◆ **Trecho do documento**
_ _ _

Mesmo que o gabinete político do Hamas no Catar seja pressionado a fechar um acordo, o que garante que os comandantes do Hamas no terreno – aqueles que controlam os reféns – o cumprirão?

Há claramente uma profunda divisão no Hamas. Os líderes fora de Gaza podem concordar com o que quiserem, mas uma nova geração de jovens combatentes no terreno, dentro de Gaza – sem nada a perder e com um ódio ardente pela ocupação – é muito mais intransigente. Se suspeitarem de uma traição, após os enormes sacrifícios que fizeram, não há nada que os impeça de se separarem e continuarem a luta de guerrilha.

Mesmo que o Hamas concorde formalmente em entregar suas armas, não há razão para supor que não se instalariam depósitos secretos de armas, ou que revelariam os locais das fábricas onde as armas são produzidas. Em outras palavras, haverá muitas oportunidades para Netanyahu voltar à ativa, se assim o desejar.

O genocídio continua

Se nenhum dos lados estiver preparado para aceitar a derrota, a guerra continuará. Netanyahu pode muito bem encontrar alguma desculpa para romper as negociações. Então, ele se mobilizará para "terminar o trabalho", apoiado por Trump. Mas, ao fazer isso, empurrará Israel e seus colaboradores para mais perto do abismo.

"Terminar o trabalho" significa sacrificar os reféns, e esta questão, acima de tudo, está dilacerando Israel. Significa catalisar a erupção da raiva revolucionária contra todos os cúmplices e comandantes deste genocídio.

Trump, em seu próprio benefício e em benefício do imperialismo americano, quer que este problema desapareça. Ironicamente, porém, através de seus esforços de paz, Trump embaralhou ainda mais o imperialismo americano em Gaza. Os Estados Unidos sendo rebocados por Israel para este inferno artificial – seja para "terminar o trabalho" ou como parte de uma "força internacional de estabilização" – apenas desestabilizará ainda mais a região, acelerando o realinhamento dos parceiros árabes dos Estados Unidos.

_ _ _

◆ **O que fazer**
1/ Transcreva do trecho, sem mudar nada, a parte que vai de "Mesmo que o gabinete" até "luta de guerrilha.".
2/ Segundo o trecho, quem controla os reféns?
3/ Liste todos os lugares citados pelo nome no trecho.
As linhas abaixo vêm de uma fonte diferente do trecho.

_ _ _

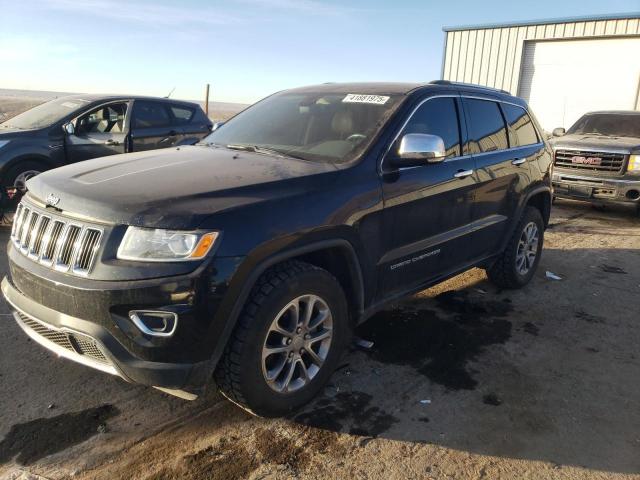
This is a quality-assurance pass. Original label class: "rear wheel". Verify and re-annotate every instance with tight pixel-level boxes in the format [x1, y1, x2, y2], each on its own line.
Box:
[487, 207, 544, 288]
[215, 261, 350, 416]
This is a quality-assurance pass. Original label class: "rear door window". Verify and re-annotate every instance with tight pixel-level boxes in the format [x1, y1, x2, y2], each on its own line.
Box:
[502, 103, 539, 147]
[170, 105, 195, 125]
[133, 101, 171, 128]
[402, 97, 461, 158]
[464, 98, 509, 153]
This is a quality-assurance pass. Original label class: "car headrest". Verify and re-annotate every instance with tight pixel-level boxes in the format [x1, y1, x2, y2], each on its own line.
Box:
[331, 111, 353, 135]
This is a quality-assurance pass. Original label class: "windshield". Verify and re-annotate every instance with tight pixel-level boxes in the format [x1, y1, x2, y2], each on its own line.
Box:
[0, 98, 88, 130]
[202, 92, 403, 163]
[567, 113, 640, 138]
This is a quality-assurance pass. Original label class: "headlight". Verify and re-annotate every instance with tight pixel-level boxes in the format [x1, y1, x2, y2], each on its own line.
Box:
[118, 227, 219, 262]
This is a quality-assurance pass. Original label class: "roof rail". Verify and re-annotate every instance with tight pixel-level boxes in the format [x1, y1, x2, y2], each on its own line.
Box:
[429, 80, 511, 95]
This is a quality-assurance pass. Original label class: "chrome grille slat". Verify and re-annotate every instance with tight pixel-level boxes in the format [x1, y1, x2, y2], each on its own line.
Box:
[29, 215, 51, 259]
[11, 203, 103, 276]
[18, 208, 31, 248]
[554, 150, 626, 174]
[55, 224, 80, 271]
[21, 211, 40, 253]
[40, 220, 64, 265]
[11, 204, 24, 238]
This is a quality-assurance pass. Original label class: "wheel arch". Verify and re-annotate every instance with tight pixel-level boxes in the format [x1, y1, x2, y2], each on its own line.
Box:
[202, 238, 365, 375]
[1, 153, 55, 184]
[500, 185, 552, 252]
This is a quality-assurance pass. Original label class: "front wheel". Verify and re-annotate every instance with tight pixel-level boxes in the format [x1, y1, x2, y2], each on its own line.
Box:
[215, 261, 350, 416]
[487, 207, 544, 289]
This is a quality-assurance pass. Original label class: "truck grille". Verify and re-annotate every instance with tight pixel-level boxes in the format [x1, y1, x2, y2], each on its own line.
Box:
[554, 150, 625, 174]
[16, 311, 109, 364]
[11, 203, 103, 276]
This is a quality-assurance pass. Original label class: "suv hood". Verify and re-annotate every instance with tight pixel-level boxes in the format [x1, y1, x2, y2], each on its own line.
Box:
[550, 134, 640, 154]
[27, 146, 336, 229]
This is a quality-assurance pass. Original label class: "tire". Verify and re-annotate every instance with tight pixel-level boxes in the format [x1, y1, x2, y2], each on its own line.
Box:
[2, 160, 48, 190]
[214, 261, 351, 417]
[487, 207, 544, 289]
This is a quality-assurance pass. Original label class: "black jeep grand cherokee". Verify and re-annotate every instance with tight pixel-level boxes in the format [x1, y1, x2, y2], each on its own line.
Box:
[2, 81, 552, 415]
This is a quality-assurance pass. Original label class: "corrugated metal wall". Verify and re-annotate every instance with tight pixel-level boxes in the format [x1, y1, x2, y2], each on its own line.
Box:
[442, 17, 640, 95]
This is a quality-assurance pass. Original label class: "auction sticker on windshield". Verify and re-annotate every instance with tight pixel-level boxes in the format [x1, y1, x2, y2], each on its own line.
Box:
[342, 93, 389, 105]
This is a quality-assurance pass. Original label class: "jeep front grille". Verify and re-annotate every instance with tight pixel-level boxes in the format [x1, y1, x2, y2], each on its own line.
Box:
[11, 203, 103, 275]
[554, 150, 625, 174]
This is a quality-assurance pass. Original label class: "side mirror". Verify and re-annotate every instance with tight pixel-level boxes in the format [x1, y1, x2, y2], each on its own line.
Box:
[62, 122, 76, 135]
[393, 133, 446, 167]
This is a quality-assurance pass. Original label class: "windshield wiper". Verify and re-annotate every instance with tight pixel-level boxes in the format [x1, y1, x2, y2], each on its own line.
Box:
[226, 143, 302, 160]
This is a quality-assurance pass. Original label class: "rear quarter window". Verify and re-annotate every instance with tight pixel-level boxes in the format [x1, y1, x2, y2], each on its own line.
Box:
[170, 105, 195, 125]
[133, 101, 171, 128]
[464, 98, 509, 153]
[502, 103, 539, 147]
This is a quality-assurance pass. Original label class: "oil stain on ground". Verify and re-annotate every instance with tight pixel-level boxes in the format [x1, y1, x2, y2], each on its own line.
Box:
[358, 291, 512, 390]
[0, 405, 119, 465]
[294, 392, 398, 437]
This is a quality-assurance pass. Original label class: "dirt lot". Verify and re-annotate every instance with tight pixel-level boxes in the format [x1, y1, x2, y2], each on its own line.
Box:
[0, 202, 640, 479]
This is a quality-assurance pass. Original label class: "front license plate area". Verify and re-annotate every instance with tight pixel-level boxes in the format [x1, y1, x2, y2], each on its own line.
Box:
[569, 185, 593, 198]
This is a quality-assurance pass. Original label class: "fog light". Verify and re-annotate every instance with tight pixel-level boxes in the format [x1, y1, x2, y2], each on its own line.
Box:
[129, 310, 178, 337]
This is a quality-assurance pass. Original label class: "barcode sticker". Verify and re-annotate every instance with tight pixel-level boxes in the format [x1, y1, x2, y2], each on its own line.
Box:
[342, 93, 389, 105]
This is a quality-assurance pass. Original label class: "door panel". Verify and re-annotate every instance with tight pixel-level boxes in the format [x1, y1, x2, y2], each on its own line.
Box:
[463, 98, 543, 258]
[65, 133, 126, 163]
[378, 97, 476, 297]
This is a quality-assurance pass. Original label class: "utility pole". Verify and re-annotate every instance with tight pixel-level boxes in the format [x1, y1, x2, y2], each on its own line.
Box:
[204, 83, 209, 117]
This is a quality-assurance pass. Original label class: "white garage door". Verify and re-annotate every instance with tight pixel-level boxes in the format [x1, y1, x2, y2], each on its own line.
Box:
[518, 37, 640, 131]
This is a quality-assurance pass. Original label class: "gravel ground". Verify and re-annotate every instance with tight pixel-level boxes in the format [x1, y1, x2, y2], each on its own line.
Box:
[0, 202, 640, 480]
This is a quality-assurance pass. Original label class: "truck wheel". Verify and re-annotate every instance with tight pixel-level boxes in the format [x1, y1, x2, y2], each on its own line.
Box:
[214, 261, 350, 416]
[2, 160, 47, 191]
[487, 207, 544, 289]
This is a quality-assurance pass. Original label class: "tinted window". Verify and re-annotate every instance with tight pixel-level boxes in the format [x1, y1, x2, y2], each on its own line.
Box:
[465, 99, 509, 153]
[133, 102, 171, 128]
[502, 103, 538, 147]
[402, 98, 460, 157]
[171, 105, 193, 125]
[567, 113, 640, 137]
[76, 103, 127, 135]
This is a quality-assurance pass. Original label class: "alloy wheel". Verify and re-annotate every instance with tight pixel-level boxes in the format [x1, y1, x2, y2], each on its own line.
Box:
[516, 222, 540, 275]
[262, 295, 333, 393]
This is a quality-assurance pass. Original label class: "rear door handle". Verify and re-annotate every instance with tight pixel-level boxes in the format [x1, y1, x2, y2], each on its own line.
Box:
[453, 170, 473, 178]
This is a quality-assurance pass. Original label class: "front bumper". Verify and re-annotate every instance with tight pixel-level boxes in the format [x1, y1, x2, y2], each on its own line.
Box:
[2, 277, 201, 389]
[553, 169, 640, 204]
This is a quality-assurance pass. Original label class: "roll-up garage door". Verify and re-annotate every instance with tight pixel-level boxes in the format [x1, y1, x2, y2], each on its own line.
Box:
[518, 37, 640, 131]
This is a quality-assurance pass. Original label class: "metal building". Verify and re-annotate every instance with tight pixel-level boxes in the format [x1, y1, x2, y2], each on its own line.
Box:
[442, 13, 640, 131]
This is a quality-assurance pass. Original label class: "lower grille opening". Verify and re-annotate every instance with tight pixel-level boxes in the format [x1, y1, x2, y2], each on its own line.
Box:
[18, 312, 110, 365]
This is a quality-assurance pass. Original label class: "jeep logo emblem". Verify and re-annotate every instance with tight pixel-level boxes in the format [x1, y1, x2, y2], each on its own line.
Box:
[47, 193, 60, 207]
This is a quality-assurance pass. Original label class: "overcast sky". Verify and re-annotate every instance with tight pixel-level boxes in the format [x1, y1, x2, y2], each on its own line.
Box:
[0, 0, 640, 103]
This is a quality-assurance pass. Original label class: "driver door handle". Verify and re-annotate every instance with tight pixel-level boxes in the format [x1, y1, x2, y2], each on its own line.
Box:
[453, 170, 473, 178]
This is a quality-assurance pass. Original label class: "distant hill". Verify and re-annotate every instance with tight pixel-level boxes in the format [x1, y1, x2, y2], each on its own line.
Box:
[0, 88, 248, 122]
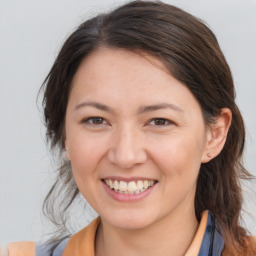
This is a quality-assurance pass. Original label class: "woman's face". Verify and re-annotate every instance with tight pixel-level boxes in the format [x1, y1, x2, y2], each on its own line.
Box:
[65, 48, 211, 229]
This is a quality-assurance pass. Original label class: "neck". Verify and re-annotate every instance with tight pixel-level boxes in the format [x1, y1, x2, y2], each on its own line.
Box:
[96, 209, 198, 256]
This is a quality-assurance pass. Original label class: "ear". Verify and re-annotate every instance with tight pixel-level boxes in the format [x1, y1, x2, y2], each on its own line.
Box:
[64, 139, 70, 160]
[65, 148, 70, 160]
[201, 108, 232, 163]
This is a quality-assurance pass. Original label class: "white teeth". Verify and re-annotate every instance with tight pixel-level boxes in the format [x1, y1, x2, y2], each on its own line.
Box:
[143, 180, 149, 189]
[114, 180, 119, 190]
[137, 180, 143, 190]
[107, 180, 114, 188]
[127, 181, 137, 193]
[119, 181, 127, 192]
[105, 179, 156, 194]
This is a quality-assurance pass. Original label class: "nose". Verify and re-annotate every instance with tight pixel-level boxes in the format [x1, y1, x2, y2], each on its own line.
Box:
[107, 126, 147, 169]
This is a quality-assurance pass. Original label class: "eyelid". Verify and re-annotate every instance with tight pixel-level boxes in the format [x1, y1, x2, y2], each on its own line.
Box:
[148, 117, 175, 127]
[81, 116, 109, 126]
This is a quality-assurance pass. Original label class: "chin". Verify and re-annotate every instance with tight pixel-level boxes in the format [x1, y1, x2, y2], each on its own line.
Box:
[103, 213, 157, 230]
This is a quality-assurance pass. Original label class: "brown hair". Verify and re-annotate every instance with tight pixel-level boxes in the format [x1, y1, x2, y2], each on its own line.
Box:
[43, 1, 255, 255]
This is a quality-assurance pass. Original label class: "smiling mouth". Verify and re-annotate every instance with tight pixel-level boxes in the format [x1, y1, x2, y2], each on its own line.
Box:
[103, 179, 157, 194]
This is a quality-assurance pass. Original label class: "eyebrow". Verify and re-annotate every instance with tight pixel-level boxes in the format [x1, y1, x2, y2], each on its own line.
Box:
[75, 101, 184, 114]
[138, 103, 184, 114]
[75, 101, 114, 113]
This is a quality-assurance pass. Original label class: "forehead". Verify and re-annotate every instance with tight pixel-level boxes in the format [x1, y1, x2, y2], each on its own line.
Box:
[70, 48, 201, 114]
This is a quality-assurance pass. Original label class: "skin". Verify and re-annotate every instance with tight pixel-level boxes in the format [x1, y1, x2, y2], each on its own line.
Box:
[65, 48, 231, 256]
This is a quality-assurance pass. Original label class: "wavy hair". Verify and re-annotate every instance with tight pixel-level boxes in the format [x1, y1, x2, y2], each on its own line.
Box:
[41, 1, 256, 255]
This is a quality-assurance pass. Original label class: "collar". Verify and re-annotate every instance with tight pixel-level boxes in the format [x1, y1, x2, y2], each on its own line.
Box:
[62, 211, 224, 256]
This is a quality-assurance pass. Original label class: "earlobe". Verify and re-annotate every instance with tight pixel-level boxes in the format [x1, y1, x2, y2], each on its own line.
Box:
[201, 108, 232, 163]
[64, 143, 70, 160]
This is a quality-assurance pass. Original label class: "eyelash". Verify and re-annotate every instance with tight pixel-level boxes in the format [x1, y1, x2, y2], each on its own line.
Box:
[81, 116, 174, 127]
[149, 118, 174, 126]
[81, 116, 108, 125]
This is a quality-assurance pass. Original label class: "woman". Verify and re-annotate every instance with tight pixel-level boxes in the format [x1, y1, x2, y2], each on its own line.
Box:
[7, 1, 256, 256]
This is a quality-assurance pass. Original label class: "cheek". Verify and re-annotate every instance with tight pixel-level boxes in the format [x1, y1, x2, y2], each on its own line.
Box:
[150, 134, 203, 177]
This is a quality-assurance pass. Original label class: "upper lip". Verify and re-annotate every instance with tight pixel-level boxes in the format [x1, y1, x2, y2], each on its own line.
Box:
[102, 176, 157, 182]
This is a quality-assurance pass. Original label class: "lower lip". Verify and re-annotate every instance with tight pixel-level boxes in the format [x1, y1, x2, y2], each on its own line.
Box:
[102, 181, 157, 202]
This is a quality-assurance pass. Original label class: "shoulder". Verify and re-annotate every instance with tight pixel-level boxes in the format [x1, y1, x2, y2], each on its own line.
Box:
[6, 241, 36, 256]
[35, 237, 69, 256]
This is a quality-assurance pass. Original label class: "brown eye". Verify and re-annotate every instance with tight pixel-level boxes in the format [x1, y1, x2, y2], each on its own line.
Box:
[92, 117, 104, 124]
[82, 116, 107, 125]
[149, 118, 172, 126]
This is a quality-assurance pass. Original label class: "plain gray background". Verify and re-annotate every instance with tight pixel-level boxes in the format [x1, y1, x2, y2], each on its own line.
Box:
[0, 0, 256, 244]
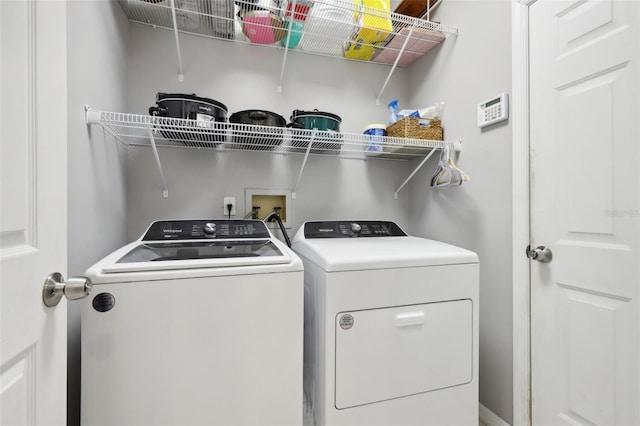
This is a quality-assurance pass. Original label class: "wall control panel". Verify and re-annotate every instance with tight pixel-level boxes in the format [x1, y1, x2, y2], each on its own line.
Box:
[478, 93, 509, 127]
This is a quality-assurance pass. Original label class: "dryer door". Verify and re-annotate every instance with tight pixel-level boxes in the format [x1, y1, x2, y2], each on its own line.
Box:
[335, 299, 473, 409]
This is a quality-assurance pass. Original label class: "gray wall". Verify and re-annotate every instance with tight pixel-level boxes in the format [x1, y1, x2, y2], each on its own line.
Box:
[67, 0, 129, 425]
[127, 25, 408, 239]
[407, 0, 513, 423]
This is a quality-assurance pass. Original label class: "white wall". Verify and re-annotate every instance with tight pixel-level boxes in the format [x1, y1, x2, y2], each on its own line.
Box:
[401, 0, 524, 423]
[67, 1, 129, 425]
[127, 24, 408, 239]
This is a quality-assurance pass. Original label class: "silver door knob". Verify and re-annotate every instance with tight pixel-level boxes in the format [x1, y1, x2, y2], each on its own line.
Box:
[527, 246, 553, 263]
[42, 272, 91, 308]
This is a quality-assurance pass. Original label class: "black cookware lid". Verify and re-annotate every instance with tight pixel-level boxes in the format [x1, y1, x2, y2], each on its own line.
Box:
[156, 92, 228, 112]
[291, 109, 342, 123]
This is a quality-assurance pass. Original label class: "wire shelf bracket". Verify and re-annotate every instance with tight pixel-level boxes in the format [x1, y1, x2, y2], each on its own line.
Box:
[393, 139, 462, 200]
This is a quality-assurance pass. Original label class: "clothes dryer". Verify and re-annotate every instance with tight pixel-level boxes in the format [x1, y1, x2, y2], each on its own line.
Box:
[292, 221, 479, 426]
[81, 220, 303, 426]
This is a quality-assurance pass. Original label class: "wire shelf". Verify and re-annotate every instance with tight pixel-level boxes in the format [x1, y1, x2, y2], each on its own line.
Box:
[119, 0, 458, 66]
[87, 109, 453, 159]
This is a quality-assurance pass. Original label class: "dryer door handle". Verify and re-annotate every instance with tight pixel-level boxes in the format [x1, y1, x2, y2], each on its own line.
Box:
[396, 311, 424, 327]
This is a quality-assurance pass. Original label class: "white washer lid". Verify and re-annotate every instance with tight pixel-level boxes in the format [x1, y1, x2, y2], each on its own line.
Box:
[292, 236, 478, 272]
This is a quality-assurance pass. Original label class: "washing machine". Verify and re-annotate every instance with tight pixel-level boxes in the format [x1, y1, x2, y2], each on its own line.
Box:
[81, 220, 304, 426]
[292, 221, 479, 426]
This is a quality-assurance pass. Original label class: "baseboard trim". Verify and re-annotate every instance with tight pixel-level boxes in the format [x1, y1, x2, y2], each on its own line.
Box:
[478, 404, 510, 426]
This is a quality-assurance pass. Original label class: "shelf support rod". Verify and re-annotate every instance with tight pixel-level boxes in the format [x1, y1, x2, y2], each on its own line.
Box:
[291, 129, 317, 200]
[393, 139, 462, 200]
[277, 0, 296, 93]
[149, 122, 169, 198]
[393, 144, 441, 200]
[171, 0, 184, 82]
[376, 22, 416, 105]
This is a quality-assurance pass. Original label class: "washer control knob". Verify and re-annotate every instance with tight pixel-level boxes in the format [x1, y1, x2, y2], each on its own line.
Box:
[351, 223, 362, 234]
[204, 223, 216, 235]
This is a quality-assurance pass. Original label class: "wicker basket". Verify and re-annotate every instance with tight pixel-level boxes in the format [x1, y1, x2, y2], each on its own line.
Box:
[387, 117, 443, 141]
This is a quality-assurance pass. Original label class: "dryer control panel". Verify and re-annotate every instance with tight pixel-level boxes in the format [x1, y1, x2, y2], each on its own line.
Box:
[142, 219, 271, 241]
[304, 220, 407, 239]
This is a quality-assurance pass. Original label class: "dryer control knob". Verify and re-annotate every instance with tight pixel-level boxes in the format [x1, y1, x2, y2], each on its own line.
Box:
[204, 223, 216, 235]
[351, 223, 362, 234]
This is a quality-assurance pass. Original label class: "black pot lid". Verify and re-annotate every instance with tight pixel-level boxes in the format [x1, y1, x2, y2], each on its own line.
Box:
[229, 109, 287, 126]
[156, 92, 228, 112]
[291, 109, 342, 123]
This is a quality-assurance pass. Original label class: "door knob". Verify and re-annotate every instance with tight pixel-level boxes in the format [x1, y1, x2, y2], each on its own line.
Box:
[42, 272, 91, 308]
[527, 246, 553, 263]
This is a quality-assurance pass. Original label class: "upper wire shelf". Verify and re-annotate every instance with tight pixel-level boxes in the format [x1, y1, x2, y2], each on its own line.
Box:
[119, 0, 458, 97]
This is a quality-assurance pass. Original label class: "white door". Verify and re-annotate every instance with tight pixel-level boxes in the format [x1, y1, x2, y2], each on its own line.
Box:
[530, 0, 640, 425]
[0, 0, 72, 425]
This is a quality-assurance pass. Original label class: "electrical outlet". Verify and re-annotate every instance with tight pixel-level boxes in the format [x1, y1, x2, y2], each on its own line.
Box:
[222, 197, 236, 217]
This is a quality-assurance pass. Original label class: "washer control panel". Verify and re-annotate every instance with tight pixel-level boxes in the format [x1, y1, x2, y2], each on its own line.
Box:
[142, 219, 271, 241]
[304, 220, 407, 239]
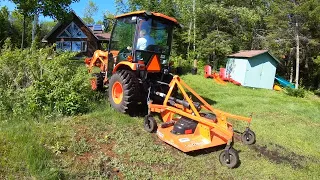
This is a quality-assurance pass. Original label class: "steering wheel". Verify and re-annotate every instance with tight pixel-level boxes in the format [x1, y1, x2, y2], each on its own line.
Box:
[118, 47, 131, 61]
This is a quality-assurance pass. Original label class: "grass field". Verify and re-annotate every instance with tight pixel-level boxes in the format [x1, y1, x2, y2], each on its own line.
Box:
[0, 75, 320, 179]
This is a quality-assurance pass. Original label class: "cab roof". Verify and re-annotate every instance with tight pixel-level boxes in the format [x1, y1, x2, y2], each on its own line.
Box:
[115, 11, 179, 25]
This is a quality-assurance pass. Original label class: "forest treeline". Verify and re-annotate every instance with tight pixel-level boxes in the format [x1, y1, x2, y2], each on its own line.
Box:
[0, 0, 320, 89]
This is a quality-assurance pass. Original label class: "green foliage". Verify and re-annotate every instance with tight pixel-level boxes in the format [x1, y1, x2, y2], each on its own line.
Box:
[285, 87, 306, 98]
[0, 48, 93, 118]
[71, 138, 91, 155]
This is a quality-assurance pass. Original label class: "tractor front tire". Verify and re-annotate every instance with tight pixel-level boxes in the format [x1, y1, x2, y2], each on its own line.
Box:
[108, 70, 141, 114]
[91, 73, 104, 91]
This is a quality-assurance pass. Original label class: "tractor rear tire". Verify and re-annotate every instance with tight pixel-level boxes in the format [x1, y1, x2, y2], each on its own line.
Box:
[108, 70, 141, 114]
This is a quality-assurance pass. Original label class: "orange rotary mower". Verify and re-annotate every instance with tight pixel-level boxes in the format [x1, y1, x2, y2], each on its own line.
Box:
[144, 76, 255, 168]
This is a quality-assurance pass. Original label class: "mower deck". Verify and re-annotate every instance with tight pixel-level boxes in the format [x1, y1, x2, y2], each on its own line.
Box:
[157, 126, 232, 152]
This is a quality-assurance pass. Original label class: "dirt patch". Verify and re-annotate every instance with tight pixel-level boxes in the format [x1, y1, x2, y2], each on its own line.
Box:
[250, 144, 307, 169]
[234, 134, 309, 169]
[65, 125, 124, 179]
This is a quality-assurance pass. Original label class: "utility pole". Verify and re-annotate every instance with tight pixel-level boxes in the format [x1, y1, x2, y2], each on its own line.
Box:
[192, 0, 196, 52]
[32, 13, 38, 42]
[295, 22, 300, 89]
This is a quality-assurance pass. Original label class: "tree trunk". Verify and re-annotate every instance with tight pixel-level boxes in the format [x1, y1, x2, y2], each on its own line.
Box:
[21, 14, 26, 49]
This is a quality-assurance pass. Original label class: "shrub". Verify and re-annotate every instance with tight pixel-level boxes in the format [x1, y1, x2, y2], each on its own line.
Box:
[285, 87, 306, 98]
[0, 48, 93, 118]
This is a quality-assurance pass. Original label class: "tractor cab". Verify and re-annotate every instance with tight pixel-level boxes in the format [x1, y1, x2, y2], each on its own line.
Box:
[108, 11, 179, 72]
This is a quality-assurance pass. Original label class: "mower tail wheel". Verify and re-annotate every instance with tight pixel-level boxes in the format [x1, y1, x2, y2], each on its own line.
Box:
[219, 148, 239, 168]
[204, 113, 217, 122]
[241, 129, 256, 145]
[143, 115, 157, 133]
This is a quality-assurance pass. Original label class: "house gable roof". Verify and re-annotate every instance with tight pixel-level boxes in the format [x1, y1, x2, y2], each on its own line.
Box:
[228, 50, 281, 63]
[42, 11, 110, 42]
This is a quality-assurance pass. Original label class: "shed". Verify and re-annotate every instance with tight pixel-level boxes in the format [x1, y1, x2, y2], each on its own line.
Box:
[226, 50, 280, 89]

_ _ _

◆ **Respostas**
1/
Mesmo que o gabinete político do Hamas no Catar seja pressionado a fechar um acordo, o que garante que os comandantes do Hamas no terreno – aqueles que controlam os reféns – o cumprirão?

Há claramente uma profunda divisão no Hamas. Os líderes fora de Gaza podem concordar com o que quiserem, mas uma nova geração de jovens combatentes no terreno, dentro de Gaza – sem nada a perder e com um ódio ardente pela ocupação – é muito mais intransigente. Se suspeitarem de uma traição, após os enormes sacrifícios que fizeram, não há nada que os impeça de se separarem e continuarem a luta de guerrilha.

2/ Os comandantes do Hamas no terreno.

3/ Catar, Gaza, Israel, Estados Unidos